EXTRACTED INFORMATION –
☆ ☆ ☆ ☆
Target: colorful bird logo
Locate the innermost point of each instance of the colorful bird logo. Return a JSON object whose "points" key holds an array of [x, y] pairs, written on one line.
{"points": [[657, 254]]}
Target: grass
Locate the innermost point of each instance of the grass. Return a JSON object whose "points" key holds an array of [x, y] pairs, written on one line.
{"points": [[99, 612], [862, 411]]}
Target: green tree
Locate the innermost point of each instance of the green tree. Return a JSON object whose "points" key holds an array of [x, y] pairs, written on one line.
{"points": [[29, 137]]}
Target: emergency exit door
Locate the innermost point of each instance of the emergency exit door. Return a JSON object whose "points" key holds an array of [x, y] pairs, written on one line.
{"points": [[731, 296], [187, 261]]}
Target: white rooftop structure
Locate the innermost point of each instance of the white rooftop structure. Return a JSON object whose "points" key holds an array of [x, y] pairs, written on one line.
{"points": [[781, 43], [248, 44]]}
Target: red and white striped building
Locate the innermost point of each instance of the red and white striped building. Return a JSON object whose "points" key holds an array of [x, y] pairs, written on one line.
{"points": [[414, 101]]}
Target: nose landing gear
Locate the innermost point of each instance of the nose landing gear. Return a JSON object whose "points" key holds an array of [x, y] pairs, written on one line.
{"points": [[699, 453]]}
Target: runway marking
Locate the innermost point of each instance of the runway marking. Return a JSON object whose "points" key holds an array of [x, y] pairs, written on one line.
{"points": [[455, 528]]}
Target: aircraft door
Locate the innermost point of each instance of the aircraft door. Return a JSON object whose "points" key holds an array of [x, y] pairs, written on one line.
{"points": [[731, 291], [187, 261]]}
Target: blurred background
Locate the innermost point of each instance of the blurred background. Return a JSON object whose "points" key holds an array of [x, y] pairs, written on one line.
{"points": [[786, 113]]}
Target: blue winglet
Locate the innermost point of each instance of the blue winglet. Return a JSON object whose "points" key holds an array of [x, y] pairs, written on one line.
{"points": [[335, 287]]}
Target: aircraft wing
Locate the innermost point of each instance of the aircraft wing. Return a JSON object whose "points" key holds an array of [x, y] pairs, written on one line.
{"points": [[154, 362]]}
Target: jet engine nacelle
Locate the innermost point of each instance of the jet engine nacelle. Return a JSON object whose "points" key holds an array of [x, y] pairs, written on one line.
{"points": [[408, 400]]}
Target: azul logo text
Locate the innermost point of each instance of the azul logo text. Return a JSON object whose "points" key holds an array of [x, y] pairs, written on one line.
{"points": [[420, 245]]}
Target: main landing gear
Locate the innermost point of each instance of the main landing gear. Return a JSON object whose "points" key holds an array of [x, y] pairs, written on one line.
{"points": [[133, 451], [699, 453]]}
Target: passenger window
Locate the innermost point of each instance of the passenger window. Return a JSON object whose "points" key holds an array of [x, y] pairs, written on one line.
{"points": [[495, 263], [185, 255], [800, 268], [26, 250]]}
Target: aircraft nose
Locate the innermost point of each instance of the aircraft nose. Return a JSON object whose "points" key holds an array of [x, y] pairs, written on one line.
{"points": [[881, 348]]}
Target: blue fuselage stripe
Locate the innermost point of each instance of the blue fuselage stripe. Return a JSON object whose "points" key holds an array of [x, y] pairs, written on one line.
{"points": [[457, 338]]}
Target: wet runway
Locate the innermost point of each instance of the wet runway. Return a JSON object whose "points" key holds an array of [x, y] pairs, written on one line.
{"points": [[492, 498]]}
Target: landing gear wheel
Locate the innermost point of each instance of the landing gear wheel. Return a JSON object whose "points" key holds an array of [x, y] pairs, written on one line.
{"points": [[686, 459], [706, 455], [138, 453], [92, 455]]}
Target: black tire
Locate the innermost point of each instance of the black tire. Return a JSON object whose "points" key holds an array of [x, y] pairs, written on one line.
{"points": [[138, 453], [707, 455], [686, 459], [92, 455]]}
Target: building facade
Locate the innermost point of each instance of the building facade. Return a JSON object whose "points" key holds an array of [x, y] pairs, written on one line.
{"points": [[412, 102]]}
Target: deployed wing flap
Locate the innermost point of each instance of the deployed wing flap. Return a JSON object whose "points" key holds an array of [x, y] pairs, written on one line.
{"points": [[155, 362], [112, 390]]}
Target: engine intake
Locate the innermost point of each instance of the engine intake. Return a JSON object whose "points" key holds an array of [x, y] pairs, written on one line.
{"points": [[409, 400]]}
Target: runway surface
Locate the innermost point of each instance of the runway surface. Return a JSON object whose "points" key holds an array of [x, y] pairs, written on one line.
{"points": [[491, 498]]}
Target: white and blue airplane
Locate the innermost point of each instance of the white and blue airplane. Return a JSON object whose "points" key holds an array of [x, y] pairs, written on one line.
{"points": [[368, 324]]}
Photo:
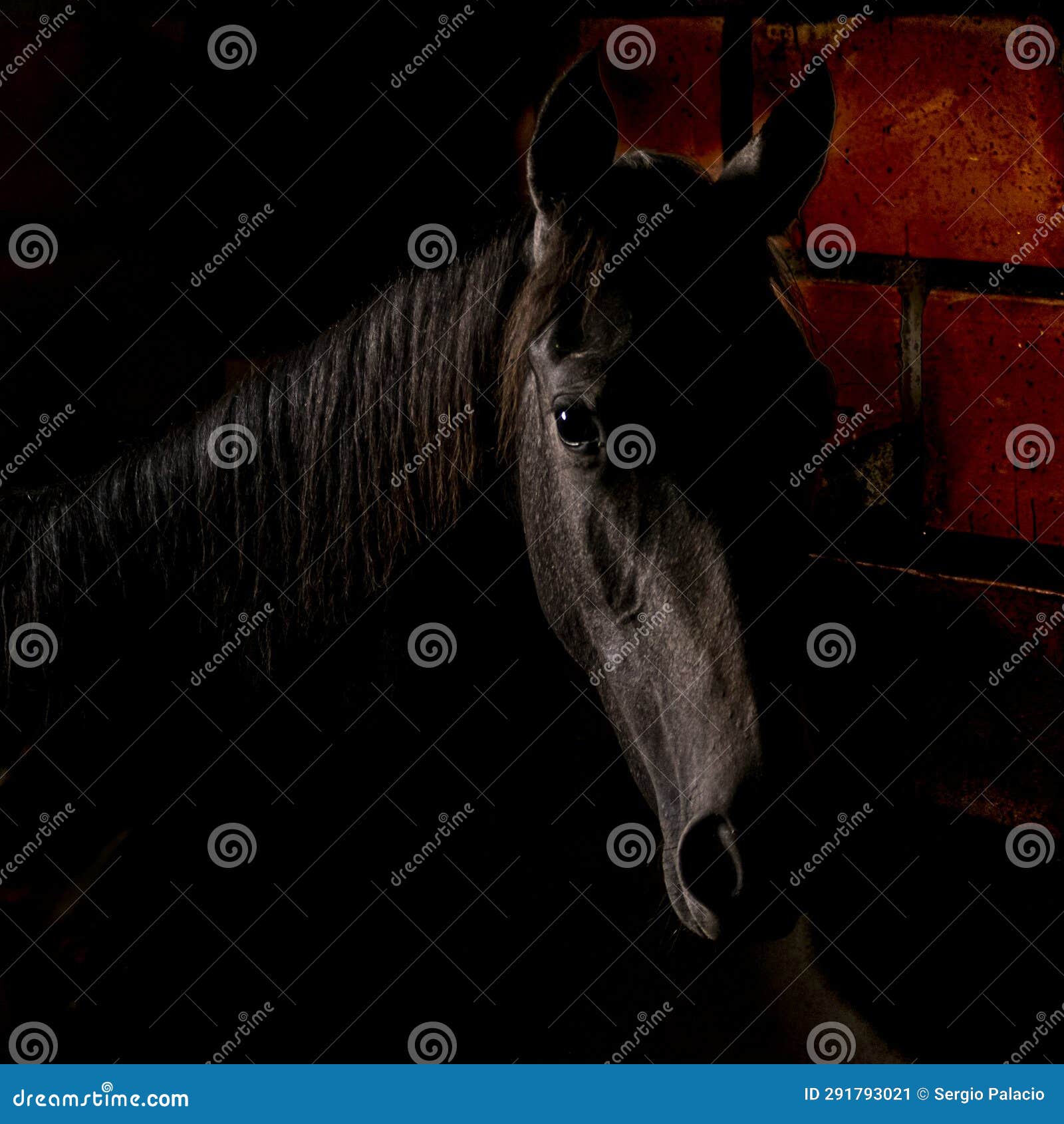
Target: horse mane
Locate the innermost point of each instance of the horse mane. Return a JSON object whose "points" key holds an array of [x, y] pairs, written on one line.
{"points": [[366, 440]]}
☆ ☆ ☆ ☆
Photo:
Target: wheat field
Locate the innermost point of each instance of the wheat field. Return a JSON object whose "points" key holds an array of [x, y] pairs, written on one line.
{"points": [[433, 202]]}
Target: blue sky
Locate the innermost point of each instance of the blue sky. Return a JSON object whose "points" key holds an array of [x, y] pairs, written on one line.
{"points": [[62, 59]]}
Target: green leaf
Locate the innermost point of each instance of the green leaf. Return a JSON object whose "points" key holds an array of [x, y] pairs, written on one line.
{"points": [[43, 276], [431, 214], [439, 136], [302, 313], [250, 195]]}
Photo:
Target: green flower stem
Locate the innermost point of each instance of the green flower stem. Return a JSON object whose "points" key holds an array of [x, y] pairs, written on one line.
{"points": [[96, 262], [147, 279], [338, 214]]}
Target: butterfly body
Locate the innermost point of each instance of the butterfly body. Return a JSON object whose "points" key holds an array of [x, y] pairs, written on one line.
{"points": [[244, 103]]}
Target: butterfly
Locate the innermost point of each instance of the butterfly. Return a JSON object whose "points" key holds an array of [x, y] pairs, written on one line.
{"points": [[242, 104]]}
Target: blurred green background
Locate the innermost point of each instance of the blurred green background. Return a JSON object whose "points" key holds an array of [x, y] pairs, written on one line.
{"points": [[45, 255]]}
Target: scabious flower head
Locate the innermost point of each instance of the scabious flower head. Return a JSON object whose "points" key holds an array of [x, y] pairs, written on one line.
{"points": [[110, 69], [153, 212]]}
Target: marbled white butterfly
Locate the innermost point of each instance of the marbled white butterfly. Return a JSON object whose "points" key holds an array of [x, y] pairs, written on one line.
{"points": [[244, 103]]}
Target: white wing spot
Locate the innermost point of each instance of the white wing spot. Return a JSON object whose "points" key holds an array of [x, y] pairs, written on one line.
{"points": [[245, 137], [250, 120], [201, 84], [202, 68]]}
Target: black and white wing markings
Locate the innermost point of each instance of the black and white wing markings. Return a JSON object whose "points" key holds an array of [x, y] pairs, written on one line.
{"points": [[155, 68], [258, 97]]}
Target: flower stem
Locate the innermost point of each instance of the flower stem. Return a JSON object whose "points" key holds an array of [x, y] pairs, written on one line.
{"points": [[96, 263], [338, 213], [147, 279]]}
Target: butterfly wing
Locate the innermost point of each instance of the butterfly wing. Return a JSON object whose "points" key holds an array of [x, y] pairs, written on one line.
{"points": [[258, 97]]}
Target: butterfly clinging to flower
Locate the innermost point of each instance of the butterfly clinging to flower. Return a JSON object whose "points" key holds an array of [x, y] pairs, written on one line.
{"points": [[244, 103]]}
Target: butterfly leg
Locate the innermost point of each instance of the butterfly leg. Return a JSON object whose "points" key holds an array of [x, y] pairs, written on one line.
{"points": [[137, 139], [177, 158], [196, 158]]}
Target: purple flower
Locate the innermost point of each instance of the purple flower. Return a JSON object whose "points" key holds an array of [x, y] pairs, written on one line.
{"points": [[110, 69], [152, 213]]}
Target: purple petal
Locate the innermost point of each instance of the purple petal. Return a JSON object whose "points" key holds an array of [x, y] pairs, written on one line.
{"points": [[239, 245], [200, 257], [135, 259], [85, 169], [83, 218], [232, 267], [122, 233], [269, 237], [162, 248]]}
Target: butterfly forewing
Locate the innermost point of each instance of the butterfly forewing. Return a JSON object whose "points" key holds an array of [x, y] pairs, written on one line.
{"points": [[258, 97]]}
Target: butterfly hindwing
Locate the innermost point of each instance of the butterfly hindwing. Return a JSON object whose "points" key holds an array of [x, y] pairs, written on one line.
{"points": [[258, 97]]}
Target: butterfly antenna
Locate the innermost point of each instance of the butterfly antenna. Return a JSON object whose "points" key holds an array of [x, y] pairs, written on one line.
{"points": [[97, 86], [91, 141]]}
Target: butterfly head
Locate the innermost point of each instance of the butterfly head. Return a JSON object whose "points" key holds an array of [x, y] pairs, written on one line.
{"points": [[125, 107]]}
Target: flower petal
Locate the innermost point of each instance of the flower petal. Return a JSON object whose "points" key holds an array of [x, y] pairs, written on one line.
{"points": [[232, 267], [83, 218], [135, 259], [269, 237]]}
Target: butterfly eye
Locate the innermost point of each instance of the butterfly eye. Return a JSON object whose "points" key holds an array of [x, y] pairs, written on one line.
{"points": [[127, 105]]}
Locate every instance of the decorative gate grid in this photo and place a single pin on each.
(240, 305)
☆ ☆ ☆ ☆
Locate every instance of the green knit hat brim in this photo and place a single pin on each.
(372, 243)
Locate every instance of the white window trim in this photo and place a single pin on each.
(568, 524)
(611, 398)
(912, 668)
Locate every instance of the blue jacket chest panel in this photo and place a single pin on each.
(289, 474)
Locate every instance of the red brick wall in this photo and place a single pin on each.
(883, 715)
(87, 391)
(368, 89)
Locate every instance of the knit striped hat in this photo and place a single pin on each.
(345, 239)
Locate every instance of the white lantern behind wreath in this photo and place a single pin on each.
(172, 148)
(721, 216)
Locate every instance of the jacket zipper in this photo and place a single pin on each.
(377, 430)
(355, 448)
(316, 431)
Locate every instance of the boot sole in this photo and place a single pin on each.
☆ ☆ ☆ ☆
GOAL OF THE EXERCISE – State how many lines above contain the word "logo". Give only the number.

THE ANSWER – 4